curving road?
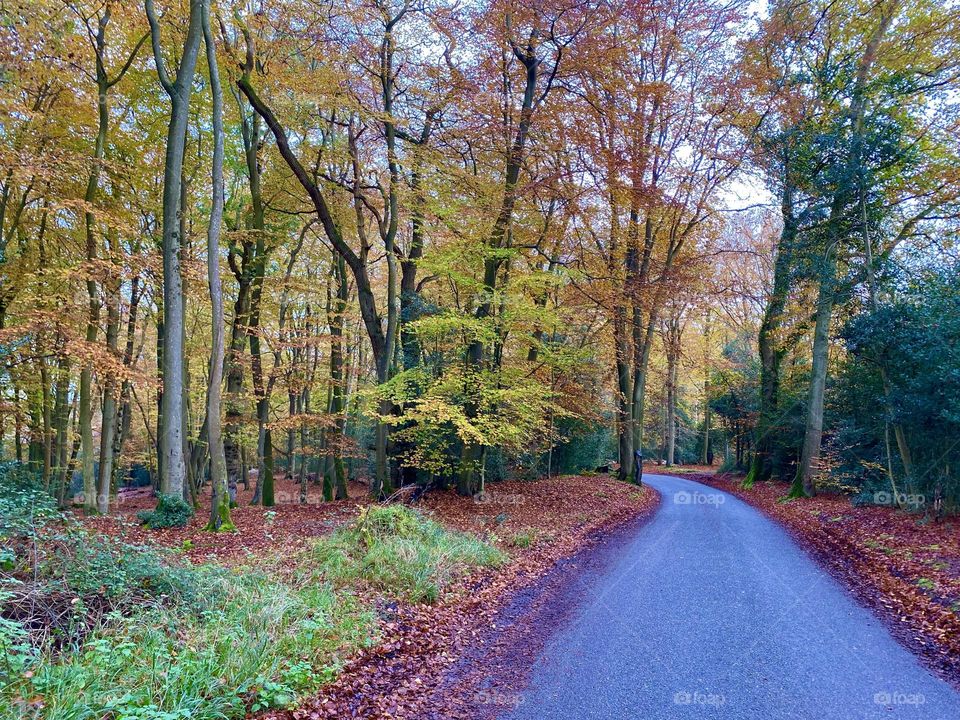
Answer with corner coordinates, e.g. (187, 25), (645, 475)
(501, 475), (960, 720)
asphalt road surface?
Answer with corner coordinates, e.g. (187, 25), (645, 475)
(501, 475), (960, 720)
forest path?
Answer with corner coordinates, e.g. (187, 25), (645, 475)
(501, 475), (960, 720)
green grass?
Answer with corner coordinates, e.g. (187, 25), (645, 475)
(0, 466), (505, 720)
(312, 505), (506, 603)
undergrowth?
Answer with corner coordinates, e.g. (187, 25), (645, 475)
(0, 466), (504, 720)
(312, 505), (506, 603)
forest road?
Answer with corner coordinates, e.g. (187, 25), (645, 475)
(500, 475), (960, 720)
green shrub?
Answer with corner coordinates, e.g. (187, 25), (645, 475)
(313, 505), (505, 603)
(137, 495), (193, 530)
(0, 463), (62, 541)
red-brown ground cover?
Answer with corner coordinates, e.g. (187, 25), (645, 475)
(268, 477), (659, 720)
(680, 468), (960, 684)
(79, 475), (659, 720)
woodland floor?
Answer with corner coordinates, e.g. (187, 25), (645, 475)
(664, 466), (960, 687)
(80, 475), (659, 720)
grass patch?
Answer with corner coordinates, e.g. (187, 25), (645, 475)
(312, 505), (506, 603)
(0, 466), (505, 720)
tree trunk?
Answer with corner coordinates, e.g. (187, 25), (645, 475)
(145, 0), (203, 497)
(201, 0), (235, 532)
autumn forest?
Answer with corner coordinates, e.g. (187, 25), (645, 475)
+--
• [WHAT THE EXERCISE ASKS]: Reproduce all of the data above line for line, with the picture left out of your answer.

• [FULL SOLUTION]:
curving road?
Answer with corner coordinates, e.g. (187, 25), (645, 475)
(501, 475), (960, 720)
asphalt road surface?
Answer with corner coordinates, e.g. (187, 25), (645, 475)
(501, 475), (960, 720)
forest path?
Answer with corner coordinates, e.g. (187, 25), (645, 475)
(501, 475), (960, 720)
green grass?
Answer with corner coordinates, e.g. (187, 25), (645, 475)
(0, 466), (505, 720)
(312, 505), (506, 603)
undergrowth?
Answer with corner coordinates, e.g. (187, 25), (645, 475)
(0, 466), (504, 720)
(312, 505), (506, 603)
forest road?
Answer with corner coordinates, e.g. (187, 25), (645, 475)
(500, 475), (960, 720)
green shrub?
Answer with corner coordinates, e.g. (187, 25), (645, 475)
(313, 505), (505, 603)
(137, 495), (193, 530)
(0, 463), (62, 541)
red-brown ground cover?
Answer with corner coordinates, e.g. (187, 25), (645, 475)
(268, 477), (659, 720)
(680, 468), (960, 684)
(79, 475), (659, 720)
woodland floor?
Answer with corner coordinates, e.g. (187, 25), (645, 475)
(664, 466), (960, 687)
(80, 475), (659, 720)
grass patch?
Answer with corner coordinates, e.g. (187, 25), (645, 475)
(312, 505), (506, 603)
(0, 466), (505, 720)
tree trunk?
Answer with corner coordinates, e.g. (187, 25), (645, 475)
(145, 0), (203, 497)
(201, 0), (235, 532)
autumn forest?
Answer with corner coordinates, e.g. (187, 25), (645, 475)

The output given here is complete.